- [TRECHO]:
Na era das tecnologias da comunicação, declínio da arte do diálogo é ideia prematura

PETER BURKE
COLUNISTA DA FOLHA

Muitos livros já foram escritos sobre a arte da conversa, vários deles recentemente. Um dos temas recorrentes é que a arte da conversa vem perdendo força nos últimos 50 anos, ou mesmo há mais tempo. O tema ganha ênfase em "Conversation - A History of a Declining Art" [Conversação - Uma História de uma Arte em Declínio, Yale University Press], do norte-americano Stephen Miller.
De acordo com o autor, a era de ouro da conversação foi o século 18, especialmente na Inglaterra de David Hume [filósofo], Samuel Johnson [poeta e crítico] e seus amigos. Miller não nega a importância da contribuição francesa, tampouco presta muita atenção a ela.
Ele tem pouco de bom a dizer sobre as práticas em seu próprio país, mesmo no século 19, mas até o século 19 parece bom comparado ao que ele tem a dizer sobre os "modernos inimigos da conversação", de Norman Mailer [escritor] ao rapper Eminem, e sobre "as maneiras como hoje deixamos de conversar".
Devemos, é claro, cuidar para não idealizar ou exagerar as virtudes do "mundo conversador que perdemos", quer destaquemos as cortes da Itália renascentista (como a de Urbino, descrita vividamente por Baldassare Castiglione em seu "O Cortesão"), os salões parisienses dos séculos 17 e 18 (com anfitriãs como a marquesa de Rambouillet) ou as tavernas e os clubes de Londres ou Edimburgo no século 18.
Johnson, afinal, era um grande orador, mas não está claro que ouvisse os outros oradores o suficiente para ser descrito como grande praticante do diálogo. O relato de Miller é demasiado pessimista e simplista. Mesmo assim, a ideia de uma arte em declínio é um artifício útil, pois nos encoraja a formular perguntas sobre a natureza da conversação e também sobre as condições materiais, sociais e culturais que tornaram a boa conversa possível no passado e que podem possibilitá-la hoje ou no futuro.
Em um espaço limitado, é provavelmente melhor nos concentrarmos em dois pontos, um relativo à especialização das formas de conversa e o outro sobre os espaços ou lugares em que essas formas de conversa acontecem.

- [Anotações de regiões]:

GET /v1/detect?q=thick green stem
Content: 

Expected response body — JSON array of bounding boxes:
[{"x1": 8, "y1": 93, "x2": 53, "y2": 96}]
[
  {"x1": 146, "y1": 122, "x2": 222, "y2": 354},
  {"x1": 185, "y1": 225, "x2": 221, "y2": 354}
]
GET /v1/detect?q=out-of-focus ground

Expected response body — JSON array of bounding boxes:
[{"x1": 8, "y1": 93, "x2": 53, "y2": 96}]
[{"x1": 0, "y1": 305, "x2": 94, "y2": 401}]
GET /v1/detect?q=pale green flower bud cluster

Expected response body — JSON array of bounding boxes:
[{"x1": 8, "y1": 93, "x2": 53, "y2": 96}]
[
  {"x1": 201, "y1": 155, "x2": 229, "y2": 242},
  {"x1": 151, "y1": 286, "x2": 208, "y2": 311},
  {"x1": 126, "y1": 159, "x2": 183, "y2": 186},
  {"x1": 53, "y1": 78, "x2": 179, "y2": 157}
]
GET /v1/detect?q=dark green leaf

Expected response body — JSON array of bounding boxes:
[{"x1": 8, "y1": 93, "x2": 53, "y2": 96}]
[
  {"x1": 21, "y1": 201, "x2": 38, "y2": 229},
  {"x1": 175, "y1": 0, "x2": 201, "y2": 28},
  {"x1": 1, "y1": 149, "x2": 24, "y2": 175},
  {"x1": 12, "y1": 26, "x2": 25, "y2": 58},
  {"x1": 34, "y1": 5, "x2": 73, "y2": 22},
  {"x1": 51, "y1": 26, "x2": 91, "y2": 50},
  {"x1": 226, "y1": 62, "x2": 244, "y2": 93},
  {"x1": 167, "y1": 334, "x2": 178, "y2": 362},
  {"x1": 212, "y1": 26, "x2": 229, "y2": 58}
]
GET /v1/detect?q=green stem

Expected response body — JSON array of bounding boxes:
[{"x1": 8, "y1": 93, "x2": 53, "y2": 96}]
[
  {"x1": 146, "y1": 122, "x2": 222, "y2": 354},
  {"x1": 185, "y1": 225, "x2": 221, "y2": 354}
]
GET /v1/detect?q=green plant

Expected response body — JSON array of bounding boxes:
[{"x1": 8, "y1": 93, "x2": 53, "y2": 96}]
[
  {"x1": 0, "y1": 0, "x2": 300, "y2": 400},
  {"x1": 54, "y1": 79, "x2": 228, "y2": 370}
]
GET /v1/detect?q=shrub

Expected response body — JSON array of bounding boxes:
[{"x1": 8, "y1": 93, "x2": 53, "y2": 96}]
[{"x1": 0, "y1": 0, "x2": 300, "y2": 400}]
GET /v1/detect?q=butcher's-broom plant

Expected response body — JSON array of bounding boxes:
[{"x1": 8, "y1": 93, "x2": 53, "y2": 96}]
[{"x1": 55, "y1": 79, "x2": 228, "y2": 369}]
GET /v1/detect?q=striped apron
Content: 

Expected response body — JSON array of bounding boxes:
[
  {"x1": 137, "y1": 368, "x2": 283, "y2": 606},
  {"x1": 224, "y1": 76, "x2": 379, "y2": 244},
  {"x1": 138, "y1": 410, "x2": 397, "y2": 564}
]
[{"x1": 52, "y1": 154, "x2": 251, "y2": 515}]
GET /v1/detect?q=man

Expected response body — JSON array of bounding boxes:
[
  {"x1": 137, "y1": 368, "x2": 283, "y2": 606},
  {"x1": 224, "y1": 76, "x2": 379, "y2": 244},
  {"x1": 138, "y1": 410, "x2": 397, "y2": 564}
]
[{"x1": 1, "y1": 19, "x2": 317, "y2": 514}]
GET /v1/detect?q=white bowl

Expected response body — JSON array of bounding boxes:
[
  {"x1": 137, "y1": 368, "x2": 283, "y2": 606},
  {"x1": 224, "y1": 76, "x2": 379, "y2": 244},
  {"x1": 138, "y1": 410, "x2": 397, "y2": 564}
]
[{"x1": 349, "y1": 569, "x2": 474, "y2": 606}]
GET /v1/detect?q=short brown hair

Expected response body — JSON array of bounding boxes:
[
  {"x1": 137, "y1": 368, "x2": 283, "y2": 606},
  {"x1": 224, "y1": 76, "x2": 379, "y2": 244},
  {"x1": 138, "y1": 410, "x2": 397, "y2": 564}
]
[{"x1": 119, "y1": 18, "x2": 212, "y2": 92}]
* * *
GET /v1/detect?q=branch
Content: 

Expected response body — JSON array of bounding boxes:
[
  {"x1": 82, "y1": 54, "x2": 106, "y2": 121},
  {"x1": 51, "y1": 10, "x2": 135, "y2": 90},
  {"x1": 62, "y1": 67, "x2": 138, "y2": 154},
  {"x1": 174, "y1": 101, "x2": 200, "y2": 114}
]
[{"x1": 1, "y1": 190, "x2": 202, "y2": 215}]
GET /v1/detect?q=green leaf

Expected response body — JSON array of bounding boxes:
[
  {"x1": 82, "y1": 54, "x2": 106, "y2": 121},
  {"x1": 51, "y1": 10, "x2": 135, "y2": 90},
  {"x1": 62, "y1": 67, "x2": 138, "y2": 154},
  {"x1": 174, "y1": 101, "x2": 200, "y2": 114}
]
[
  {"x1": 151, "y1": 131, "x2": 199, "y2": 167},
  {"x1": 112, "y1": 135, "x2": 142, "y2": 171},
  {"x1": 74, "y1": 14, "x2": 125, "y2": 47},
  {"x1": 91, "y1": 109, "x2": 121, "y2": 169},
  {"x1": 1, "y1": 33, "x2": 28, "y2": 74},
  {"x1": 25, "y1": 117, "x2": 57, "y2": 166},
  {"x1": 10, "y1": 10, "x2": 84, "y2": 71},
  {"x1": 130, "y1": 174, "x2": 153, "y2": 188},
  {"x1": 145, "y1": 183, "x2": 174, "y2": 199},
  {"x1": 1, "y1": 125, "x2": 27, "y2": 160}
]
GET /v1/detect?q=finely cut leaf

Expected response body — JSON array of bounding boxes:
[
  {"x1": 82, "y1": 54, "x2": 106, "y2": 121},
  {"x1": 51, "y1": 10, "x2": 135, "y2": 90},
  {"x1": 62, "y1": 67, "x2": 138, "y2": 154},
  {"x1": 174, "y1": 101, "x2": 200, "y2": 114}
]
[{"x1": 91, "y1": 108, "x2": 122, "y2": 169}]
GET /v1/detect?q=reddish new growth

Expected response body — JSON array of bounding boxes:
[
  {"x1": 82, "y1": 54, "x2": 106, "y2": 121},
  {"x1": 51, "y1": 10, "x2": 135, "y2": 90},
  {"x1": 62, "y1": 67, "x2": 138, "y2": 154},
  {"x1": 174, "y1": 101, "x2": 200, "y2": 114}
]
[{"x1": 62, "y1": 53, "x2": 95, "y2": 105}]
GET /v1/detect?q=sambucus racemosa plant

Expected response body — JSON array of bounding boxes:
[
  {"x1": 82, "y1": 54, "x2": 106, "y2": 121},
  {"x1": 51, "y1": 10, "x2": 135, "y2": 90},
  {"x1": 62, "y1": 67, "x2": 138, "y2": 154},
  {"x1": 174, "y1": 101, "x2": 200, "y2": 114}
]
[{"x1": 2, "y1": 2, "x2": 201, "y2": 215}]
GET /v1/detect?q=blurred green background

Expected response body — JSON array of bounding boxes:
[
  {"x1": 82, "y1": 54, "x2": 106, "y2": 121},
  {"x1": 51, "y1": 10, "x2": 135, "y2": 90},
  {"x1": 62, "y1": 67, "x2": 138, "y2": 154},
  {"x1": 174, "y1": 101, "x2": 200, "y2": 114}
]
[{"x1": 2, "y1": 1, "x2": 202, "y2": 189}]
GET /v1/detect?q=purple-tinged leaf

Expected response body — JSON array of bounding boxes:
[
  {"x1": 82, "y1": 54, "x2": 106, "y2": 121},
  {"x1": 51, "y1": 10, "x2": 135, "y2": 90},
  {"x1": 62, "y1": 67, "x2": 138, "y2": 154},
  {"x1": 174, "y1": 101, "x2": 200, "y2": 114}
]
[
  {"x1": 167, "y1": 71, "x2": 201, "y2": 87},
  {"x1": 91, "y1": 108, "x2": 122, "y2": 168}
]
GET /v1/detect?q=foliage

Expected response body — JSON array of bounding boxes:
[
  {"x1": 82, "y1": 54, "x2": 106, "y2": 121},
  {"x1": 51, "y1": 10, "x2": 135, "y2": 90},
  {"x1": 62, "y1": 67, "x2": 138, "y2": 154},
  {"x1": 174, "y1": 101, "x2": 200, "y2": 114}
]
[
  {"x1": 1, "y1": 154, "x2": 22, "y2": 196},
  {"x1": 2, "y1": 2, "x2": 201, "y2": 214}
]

- [ENUNCIADO]: Escreva a continuação do texto sobre a arte da conversa a partir da última frase apresentada. As linhas são um material separado do texto sobre a arte da conversa.

- [RESPOSTA ESCRITA]:
É comum observar que a sociedade contemporânea depende de divisões de trabalho muito mais precisas e de uma especialização muito maior do que nas sociedades do passado, especialmente nas sociedades pré-industriais das chamadas eras de ouro da conversação, desde o Renascimento até o iluminismo (sem falar na China, no Japão, na Índia ou no mundo islâmico).
Não surpreende, portanto, que seja necessário distinguir diversos gêneros orais.

Conversa viva
Um dos primeiros que vêm à mente é o seminário acadêmico, em que a discussão geral que se segue à apresentação de um tópico particular é pelo menos tão importante quanto a própria apresentação.
Próximo ao seminário, mas menos formal, está o "grupo de discussão" que se reúne regularmente, em horas marcadas, para discutir tópicos escolhidos de antemão. Um tipo especial de grupo de discussão, o "talk show", acontece num estúdio de TV e permite que milhões de pessoas o acompanhem como ouvintes e, às vezes, façam intervenções. Um quarto gênero de conversação é a entrevista, geralmente um diálogo entre duas pessoas, às vezes mais.
Nesses quatro casos, o espaço em que o colóquio acontece tem extrema importância. Os organizadores de seminários, por exemplo, sabem que as discussões são mais animadas em determinados ambientes, assim como sabem quando é hora de sair do espaço acadêmico e passar para um café ou bar, pois beber juntos garante que a conversa flua mais livremente. A tradicional tertúlia espanhola era realizada em um café particular por essa mesma razão.
Conversas menos formais e mais gerais aconteciam, e de fato ainda acontecem em volta da mesa do jantar. Uma das razões pelas quais a cultura tradicional da troca oral de ideias ainda sobrevive nas faculdades de Oxford e Cambridge é que essas faculdades contam com "salas comuns" em que são servidos café e vinho. Os fundamentos materiais da sociabilidade, incluindo a conversação, não devem ser esquecidos.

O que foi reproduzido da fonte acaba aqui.